> The exercise:
In the entries that follow, identify the line containing "of the asphalt" and return it together with all later lines, exactly as they appear.

####################

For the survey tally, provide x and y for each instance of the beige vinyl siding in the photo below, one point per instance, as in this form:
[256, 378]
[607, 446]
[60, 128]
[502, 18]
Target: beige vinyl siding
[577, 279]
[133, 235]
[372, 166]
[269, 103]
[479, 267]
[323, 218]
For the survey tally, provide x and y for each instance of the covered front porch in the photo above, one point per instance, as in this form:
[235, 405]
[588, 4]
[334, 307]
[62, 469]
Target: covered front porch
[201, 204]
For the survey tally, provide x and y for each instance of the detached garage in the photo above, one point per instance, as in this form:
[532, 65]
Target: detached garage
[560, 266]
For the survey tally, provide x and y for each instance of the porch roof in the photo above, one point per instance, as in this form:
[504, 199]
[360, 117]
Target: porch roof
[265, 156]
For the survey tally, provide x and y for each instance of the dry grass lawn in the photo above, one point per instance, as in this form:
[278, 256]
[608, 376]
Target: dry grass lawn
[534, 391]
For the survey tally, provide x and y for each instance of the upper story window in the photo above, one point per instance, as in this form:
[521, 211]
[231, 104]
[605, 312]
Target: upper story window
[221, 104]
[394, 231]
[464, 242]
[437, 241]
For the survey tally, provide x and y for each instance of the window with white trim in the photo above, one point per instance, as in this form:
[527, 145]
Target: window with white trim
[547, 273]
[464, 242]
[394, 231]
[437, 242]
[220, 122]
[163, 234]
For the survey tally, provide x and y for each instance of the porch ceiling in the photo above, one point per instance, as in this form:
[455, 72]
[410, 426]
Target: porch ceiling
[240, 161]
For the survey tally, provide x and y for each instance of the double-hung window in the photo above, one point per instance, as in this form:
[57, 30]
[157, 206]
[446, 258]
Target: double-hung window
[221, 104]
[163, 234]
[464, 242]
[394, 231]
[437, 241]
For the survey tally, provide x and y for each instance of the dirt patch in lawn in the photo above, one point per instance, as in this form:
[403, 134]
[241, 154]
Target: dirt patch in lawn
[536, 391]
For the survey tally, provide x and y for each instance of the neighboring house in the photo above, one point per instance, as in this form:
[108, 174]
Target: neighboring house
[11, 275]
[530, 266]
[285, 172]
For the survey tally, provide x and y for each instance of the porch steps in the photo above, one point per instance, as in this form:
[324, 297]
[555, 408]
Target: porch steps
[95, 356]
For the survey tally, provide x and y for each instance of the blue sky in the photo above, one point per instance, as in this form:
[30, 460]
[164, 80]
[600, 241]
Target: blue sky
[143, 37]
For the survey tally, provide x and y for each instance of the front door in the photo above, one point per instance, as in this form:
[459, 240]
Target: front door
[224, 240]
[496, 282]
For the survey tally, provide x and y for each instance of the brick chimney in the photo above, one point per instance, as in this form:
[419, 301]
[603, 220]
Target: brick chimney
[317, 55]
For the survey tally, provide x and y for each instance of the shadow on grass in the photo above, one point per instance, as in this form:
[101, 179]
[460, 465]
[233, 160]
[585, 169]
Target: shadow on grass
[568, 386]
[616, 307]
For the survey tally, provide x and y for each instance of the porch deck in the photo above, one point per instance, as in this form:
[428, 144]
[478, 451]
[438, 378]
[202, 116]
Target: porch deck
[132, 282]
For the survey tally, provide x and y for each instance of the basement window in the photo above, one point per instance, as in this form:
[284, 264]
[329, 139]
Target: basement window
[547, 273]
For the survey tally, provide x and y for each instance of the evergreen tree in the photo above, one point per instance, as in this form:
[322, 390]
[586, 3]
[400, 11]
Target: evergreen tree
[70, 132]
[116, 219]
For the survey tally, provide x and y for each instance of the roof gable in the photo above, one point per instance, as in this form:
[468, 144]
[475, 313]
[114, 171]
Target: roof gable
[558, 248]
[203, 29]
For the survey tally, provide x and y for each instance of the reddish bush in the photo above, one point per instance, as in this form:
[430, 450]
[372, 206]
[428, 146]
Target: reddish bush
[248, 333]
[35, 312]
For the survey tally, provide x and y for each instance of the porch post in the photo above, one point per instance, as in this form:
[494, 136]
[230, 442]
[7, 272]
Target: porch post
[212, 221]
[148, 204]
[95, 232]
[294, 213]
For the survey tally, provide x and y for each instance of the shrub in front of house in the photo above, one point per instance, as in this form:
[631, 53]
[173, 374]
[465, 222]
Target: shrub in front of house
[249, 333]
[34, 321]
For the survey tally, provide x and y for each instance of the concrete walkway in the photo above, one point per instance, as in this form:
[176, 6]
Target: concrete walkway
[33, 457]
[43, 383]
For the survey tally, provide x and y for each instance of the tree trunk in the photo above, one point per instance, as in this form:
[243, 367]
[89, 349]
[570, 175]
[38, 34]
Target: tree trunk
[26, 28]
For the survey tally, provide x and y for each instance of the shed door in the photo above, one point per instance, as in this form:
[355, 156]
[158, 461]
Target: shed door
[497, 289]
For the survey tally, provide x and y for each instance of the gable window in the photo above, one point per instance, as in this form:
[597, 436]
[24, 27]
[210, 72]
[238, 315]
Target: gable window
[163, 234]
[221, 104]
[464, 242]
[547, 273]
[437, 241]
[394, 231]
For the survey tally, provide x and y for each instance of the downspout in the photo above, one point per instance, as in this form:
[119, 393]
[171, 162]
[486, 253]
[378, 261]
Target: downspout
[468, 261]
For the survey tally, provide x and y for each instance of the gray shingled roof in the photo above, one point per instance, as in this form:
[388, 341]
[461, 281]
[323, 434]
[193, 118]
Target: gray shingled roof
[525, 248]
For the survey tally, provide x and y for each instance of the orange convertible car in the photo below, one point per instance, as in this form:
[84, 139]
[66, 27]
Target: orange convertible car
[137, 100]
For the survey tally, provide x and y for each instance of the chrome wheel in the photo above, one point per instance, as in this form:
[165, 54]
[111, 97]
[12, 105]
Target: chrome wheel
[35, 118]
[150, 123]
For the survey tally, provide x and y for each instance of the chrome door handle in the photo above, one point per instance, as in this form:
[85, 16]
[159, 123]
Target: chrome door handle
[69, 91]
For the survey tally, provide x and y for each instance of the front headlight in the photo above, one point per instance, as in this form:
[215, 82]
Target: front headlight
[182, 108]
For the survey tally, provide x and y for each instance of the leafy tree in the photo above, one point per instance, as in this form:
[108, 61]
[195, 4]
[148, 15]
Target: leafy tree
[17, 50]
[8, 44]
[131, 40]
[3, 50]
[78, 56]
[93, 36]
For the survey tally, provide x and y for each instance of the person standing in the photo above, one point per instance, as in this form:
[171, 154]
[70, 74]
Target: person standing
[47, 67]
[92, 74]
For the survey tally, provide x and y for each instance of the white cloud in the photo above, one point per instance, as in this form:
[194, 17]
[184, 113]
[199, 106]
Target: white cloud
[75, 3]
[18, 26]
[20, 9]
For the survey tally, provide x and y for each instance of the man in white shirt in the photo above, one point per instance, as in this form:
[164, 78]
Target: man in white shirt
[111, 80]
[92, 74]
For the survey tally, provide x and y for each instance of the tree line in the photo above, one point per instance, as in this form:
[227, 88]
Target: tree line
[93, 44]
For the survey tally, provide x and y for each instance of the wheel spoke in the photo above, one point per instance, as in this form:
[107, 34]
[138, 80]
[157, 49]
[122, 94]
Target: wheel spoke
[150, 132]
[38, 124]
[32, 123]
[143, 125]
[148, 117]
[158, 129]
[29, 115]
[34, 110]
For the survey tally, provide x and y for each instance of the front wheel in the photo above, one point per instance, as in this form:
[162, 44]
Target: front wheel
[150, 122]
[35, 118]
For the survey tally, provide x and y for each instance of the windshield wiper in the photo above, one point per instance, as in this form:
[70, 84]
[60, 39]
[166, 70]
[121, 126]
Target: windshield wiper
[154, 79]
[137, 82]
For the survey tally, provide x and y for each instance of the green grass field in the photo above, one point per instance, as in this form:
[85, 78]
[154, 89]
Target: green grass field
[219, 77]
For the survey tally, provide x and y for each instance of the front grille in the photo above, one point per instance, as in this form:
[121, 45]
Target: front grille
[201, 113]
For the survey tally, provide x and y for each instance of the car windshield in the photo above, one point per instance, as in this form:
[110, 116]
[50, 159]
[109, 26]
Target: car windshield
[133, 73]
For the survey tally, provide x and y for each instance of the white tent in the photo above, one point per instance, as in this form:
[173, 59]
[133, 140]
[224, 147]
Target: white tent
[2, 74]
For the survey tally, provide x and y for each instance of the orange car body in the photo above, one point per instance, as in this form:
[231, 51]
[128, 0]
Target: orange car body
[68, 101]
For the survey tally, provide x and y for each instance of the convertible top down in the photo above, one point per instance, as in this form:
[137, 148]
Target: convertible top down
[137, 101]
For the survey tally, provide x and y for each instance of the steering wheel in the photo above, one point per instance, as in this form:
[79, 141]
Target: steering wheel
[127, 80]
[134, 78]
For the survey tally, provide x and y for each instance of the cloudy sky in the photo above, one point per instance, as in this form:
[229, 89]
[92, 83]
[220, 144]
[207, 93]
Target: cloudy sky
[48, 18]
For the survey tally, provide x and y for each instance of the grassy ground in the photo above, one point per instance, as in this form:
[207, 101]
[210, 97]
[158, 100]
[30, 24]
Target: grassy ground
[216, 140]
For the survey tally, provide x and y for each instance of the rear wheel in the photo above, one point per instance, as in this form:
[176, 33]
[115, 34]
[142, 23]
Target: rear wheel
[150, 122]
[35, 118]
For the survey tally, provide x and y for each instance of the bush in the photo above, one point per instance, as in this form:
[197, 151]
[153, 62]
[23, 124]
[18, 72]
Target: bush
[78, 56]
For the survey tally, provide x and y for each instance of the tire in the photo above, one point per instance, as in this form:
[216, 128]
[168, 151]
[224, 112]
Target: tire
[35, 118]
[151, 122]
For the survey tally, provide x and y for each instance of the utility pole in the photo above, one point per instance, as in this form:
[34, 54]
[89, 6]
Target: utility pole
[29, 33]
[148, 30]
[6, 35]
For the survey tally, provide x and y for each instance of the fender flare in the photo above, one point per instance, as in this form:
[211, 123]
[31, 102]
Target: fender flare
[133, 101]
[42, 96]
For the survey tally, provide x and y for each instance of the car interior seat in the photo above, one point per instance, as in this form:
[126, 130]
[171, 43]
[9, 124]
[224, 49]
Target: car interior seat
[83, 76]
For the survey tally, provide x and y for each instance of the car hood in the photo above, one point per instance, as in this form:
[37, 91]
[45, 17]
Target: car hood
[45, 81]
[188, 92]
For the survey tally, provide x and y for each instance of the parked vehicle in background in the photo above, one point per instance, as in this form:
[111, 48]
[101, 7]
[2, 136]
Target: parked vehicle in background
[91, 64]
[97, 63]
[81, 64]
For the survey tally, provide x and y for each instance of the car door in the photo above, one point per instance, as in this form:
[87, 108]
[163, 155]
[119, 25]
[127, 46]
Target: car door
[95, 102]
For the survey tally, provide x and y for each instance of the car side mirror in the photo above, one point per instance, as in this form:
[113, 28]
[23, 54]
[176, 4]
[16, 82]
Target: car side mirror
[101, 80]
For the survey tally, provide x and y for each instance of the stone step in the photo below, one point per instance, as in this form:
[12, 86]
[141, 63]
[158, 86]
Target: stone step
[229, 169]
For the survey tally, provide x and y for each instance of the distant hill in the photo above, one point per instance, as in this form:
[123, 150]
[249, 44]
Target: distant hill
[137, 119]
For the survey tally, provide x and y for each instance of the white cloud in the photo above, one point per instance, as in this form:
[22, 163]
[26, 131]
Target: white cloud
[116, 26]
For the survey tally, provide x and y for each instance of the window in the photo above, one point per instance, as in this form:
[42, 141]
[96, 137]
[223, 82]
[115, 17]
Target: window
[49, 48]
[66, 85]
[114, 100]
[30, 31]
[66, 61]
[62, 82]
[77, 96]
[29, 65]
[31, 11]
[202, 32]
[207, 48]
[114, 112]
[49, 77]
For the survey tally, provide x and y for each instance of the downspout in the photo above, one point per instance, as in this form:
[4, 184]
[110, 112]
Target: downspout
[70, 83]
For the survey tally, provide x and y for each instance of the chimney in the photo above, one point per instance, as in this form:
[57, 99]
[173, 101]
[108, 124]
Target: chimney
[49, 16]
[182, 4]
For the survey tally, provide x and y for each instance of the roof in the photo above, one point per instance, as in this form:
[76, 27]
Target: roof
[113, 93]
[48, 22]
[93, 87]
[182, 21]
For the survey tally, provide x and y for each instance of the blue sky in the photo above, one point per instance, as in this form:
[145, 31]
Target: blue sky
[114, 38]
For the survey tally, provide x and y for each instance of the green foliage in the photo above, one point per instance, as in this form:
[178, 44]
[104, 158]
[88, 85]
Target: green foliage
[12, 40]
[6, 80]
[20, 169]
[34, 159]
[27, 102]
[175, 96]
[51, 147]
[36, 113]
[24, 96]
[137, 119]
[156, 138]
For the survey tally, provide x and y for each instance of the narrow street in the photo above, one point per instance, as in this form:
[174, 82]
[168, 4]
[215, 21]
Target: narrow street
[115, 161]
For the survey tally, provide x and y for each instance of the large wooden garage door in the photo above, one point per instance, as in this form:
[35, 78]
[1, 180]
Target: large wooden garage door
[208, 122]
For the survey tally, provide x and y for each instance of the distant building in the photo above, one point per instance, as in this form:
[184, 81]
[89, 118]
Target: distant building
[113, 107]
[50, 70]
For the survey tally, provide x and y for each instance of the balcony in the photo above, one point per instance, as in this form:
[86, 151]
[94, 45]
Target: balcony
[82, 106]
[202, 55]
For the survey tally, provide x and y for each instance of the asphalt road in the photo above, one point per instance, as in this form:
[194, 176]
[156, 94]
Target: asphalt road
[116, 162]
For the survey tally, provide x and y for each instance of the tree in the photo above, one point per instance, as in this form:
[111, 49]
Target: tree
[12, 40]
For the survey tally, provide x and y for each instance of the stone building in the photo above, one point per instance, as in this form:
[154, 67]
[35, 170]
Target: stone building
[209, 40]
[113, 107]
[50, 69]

####################

> Solution:
For the survey tally, provide x and y for each instance of the asphalt road in the photo above, one point per instance, as in this form:
[194, 176]
[156, 94]
Target: asphalt road
[116, 162]
For the survey tally, provide x and y for each instance of the tree in the photo above, one point per instance, as in this form:
[111, 49]
Target: tree
[12, 40]
For the survey tally, provide x and y for each instance of the stone building in the photo above, one point per instance, as in this form:
[154, 67]
[35, 170]
Target: stone building
[209, 40]
[113, 107]
[50, 69]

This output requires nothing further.